Top of Passage provided

Google's Chrome browser has always had the ability to store users' passwords, making it easy to log in to any accounts without having to enter passwords all the time. However, once this becomes a habit, users may start forgetting their passwords.
Chrome hasn't had the ability to export the passwords that are stored by the app, but this all changed Tuesday, March 6, when an experimental feature was added to Chrome.
Google is currently working on the feature to export passwords stored in Google Chrome. Users that are impatient can already try the new feature by switching over to the developer channel and searching for passwords in the Chrome Settings.
Choosing the option "Saved Passwords" brings up the "Export Passwords." When this button is clicked, all the passwords that have been stored by Google Chrome will be exported in .csv text file.
It can also be accessed by typing: chrome://flags/#PasswordExport into the address bar for the desktop and Android versions of Chrome.
This hasn't been officially addressed by Google yet so there is still no timeframe on when the feature will be ready. Users can already try it if they like but it is still currently being tested by developers.
The description for the password export function notes that when it is finally finished, the feature will be released across all versions of the browser including for Mac, Windows, Linux, Chrome OS, and Android.
Chrome Password Problems
Keeping all your passwords in the same place may make it easy for hackers to steal a person's entire internet presence in one swoop. Last month, a malware was making its way around with the installation of a popular flight-simulator add-on that would add a 'text.exe' alleged to be a password stealer.

Bottom of Passage provided
Top of Provided information

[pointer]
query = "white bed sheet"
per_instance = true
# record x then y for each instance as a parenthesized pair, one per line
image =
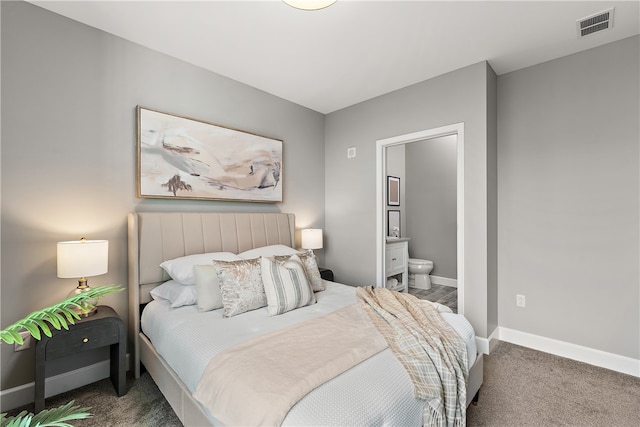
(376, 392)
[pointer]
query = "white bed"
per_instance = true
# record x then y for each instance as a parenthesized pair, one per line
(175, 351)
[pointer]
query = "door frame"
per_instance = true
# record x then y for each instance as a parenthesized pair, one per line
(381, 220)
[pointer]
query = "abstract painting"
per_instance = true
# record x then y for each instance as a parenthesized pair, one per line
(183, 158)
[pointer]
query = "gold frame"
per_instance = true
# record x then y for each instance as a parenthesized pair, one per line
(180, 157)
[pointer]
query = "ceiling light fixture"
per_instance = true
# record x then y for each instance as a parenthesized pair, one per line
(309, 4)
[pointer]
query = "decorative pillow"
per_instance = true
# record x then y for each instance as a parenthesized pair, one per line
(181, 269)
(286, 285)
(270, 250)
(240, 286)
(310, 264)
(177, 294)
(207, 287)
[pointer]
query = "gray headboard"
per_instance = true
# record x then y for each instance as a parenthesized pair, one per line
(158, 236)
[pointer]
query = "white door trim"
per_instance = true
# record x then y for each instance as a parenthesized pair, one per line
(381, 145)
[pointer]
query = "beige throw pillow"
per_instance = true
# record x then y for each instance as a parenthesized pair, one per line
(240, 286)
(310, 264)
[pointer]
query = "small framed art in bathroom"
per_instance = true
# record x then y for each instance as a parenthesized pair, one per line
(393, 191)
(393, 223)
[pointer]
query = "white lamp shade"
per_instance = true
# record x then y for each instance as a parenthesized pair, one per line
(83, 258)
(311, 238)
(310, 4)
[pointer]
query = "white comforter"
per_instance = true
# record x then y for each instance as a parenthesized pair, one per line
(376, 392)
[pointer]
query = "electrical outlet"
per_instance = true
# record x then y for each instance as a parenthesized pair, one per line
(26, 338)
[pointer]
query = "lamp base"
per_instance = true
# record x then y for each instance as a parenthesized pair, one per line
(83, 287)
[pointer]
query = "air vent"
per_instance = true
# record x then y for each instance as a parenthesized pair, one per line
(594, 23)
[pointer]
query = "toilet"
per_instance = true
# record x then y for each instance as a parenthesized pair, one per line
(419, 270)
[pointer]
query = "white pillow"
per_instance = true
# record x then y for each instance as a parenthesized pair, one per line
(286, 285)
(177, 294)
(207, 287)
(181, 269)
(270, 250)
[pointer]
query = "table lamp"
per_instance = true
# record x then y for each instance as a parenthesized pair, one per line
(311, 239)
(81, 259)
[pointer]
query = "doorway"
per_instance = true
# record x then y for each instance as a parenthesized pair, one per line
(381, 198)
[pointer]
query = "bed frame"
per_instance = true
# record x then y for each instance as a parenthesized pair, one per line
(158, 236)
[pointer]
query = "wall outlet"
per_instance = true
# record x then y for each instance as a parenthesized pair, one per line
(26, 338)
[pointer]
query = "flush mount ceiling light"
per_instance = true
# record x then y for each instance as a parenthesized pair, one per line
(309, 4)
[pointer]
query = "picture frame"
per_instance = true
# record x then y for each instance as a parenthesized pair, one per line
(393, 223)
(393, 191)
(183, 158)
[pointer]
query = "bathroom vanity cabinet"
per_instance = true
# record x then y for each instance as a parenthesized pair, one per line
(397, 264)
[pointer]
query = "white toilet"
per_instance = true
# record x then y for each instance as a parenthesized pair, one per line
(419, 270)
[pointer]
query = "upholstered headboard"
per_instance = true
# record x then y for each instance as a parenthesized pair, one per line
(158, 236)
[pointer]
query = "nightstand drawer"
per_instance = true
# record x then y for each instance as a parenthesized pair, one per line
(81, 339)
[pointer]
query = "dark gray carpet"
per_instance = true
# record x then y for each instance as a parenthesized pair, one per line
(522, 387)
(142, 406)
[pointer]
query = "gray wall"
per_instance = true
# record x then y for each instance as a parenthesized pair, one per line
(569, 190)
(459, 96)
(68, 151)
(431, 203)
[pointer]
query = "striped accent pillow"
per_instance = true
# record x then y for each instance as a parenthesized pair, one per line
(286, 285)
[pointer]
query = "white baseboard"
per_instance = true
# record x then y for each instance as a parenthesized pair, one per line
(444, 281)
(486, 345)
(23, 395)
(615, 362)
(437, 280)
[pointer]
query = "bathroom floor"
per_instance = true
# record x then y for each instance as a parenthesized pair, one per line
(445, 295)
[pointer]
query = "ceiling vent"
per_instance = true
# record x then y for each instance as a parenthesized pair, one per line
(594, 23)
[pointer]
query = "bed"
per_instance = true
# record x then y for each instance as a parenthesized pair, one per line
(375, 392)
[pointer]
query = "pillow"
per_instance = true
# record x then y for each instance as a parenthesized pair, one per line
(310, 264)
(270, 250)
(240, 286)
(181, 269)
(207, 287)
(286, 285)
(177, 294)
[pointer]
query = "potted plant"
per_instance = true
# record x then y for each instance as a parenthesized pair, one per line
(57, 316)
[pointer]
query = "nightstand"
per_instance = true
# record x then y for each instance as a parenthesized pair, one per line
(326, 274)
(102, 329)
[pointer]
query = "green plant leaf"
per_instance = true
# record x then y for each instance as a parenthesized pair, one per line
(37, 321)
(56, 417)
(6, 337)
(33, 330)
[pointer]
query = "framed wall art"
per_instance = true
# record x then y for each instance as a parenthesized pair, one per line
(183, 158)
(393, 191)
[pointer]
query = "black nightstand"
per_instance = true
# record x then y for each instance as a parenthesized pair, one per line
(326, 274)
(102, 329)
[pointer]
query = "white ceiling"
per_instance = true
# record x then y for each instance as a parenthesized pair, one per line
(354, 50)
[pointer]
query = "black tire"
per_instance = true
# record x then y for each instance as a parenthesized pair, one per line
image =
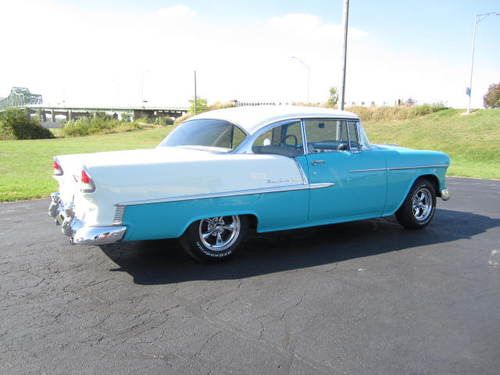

Bottom of Provided information
Top of Provided information

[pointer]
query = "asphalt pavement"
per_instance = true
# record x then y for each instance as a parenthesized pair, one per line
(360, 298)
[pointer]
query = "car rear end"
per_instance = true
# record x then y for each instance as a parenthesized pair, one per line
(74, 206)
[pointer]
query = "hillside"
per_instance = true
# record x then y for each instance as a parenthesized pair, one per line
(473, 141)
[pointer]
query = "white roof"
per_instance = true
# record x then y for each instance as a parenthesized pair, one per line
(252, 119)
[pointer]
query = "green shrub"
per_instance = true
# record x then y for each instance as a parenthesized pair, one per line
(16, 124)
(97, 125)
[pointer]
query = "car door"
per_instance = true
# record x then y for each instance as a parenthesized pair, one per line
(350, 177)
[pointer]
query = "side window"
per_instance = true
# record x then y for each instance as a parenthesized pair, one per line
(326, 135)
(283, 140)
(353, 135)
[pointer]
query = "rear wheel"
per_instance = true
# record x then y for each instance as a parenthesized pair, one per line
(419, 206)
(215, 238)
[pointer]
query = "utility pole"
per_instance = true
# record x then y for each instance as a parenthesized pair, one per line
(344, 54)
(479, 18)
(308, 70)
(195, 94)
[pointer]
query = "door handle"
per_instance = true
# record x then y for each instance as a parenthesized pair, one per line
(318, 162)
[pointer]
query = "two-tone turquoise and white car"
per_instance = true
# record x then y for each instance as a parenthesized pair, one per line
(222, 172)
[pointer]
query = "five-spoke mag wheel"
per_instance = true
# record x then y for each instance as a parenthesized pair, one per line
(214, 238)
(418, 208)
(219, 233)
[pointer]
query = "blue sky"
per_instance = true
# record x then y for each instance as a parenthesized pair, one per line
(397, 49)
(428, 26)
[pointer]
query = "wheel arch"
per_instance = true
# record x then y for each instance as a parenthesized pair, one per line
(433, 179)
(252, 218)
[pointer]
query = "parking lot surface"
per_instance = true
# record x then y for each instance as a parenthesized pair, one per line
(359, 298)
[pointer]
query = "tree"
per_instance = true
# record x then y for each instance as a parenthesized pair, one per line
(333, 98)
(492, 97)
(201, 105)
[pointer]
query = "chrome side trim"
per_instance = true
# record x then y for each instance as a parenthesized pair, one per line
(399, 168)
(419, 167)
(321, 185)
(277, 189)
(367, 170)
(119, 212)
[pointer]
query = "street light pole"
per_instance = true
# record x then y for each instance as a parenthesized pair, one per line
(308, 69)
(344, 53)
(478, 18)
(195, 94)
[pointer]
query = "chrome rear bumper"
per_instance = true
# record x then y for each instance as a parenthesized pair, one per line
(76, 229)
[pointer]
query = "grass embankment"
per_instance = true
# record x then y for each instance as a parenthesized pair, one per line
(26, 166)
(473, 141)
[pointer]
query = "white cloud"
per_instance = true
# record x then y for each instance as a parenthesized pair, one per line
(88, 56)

Bottom of Provided information
Top of Provided information

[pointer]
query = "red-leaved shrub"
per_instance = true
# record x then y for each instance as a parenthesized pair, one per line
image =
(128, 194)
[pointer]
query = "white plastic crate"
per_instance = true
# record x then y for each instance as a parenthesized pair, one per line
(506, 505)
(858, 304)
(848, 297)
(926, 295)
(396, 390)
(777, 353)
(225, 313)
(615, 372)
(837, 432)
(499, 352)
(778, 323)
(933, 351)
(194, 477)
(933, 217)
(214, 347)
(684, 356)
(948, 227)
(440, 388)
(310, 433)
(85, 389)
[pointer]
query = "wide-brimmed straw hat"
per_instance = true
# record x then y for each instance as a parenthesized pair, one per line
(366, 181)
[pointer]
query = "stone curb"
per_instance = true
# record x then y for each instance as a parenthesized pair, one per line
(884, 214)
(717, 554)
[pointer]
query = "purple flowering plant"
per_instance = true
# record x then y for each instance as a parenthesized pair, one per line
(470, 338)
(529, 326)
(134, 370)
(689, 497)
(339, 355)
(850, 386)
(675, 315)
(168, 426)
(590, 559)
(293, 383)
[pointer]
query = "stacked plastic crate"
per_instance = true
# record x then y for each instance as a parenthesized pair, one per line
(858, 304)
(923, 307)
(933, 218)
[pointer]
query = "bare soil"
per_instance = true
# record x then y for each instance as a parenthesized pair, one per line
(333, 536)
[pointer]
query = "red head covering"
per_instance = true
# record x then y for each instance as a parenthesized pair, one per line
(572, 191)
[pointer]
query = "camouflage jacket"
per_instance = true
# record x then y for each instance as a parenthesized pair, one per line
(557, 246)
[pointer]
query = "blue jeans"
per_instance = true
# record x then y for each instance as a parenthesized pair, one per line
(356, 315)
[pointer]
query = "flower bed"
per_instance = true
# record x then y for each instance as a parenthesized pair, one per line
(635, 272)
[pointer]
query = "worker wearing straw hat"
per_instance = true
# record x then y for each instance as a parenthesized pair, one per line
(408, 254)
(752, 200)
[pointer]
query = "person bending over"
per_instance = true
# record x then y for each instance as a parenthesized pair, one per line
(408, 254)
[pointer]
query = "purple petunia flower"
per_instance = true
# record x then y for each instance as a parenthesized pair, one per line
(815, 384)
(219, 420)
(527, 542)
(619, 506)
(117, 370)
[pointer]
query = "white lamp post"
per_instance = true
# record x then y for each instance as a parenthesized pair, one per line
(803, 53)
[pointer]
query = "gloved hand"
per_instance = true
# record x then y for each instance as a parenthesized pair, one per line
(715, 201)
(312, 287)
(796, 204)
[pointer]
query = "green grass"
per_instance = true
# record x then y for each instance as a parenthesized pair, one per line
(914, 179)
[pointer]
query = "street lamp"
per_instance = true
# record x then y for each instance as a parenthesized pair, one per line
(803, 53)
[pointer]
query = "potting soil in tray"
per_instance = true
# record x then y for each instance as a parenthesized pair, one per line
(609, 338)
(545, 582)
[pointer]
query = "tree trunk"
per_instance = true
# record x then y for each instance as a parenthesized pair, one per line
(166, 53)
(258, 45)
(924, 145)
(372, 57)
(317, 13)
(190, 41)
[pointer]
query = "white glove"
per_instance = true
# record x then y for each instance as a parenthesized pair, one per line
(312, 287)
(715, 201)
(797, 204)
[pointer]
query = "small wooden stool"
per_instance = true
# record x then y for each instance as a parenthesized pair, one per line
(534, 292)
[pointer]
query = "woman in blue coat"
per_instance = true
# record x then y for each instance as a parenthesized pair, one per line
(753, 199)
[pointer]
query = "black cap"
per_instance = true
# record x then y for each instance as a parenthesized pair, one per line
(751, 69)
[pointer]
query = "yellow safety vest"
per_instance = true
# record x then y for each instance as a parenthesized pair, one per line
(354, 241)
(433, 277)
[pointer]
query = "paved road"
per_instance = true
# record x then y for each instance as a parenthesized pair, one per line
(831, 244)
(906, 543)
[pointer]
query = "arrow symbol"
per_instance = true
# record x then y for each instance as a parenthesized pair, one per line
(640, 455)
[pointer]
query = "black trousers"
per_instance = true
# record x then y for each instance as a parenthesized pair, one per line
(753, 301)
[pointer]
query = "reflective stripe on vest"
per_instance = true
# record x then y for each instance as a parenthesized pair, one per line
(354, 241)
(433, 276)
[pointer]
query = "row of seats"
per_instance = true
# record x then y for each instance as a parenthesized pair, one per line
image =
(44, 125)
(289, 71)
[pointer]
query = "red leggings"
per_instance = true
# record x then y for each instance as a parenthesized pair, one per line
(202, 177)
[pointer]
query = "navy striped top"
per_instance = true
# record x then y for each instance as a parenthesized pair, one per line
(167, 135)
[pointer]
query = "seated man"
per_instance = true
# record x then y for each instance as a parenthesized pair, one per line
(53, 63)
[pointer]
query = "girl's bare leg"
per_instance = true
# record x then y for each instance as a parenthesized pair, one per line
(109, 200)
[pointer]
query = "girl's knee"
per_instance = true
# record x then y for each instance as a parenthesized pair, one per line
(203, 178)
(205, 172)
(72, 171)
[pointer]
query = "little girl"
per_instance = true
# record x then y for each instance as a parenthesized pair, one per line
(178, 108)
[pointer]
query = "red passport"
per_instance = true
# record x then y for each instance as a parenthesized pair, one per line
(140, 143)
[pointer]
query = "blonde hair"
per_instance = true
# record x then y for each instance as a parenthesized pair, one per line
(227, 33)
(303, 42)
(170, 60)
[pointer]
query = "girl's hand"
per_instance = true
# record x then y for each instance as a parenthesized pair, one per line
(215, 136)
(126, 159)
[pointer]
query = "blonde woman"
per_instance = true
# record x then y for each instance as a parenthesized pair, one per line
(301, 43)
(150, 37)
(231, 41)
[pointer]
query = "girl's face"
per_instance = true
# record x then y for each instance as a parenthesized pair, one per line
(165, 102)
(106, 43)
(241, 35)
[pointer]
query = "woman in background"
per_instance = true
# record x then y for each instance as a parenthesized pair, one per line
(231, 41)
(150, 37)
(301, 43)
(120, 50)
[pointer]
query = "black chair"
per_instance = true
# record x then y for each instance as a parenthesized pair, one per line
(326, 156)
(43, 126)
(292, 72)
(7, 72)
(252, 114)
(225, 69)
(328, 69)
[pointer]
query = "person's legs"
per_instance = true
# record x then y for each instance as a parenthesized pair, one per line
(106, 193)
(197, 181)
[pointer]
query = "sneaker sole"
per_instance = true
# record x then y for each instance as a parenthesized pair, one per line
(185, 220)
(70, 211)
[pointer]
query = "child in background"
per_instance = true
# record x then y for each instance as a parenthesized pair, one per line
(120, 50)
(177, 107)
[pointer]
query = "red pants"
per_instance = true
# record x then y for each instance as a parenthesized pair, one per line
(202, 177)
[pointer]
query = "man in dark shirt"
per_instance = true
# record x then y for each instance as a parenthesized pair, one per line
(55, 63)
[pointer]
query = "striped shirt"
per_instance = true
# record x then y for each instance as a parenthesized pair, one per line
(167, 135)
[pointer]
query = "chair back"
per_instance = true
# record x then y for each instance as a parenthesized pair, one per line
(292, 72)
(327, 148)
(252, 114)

Bottom of Provided information

**Problems to solve**
a) In the Chrome passwords article, what kind of file holds the passwords once they are exported?
b) Sum up the Chrome passwords article in two sentences.
c) Reproduce the part of the Chrome passwords article from "Choosing the option" up to and including "tested by developers.".
Use only the Chrome passwords article to answer.

**Task-by-task results**
a) A .csv text file.

b) Chrome has long stored users' passwords, and on Tuesday, March 6, it gained an experimental feature that exports them to a .csv text file, which impatient users can already try through the developer channel or by typing chrome://flags/#PasswordExport into the address bar. Google has not officially addressed the feature or given a timeframe, but its description says it will be released across all versions of the browser, including Mac, Windows, Linux, Chrome OS, and Android.

c)
Choosing the option "Saved Passwords" brings up the "Export Passwords." When this button is clicked, all the passwords that have been stored by Google Chrome will be exported in .csv text file.
It can also be accessed by typing: chrome://flags/#PasswordExport into the address bar for the desktop and Android versions of Chrome.
This hasn't been officially addressed by Google yet so there is still no timeframe on when the feature will be ready. Users can already try it if they like but it is still currently being tested by developers.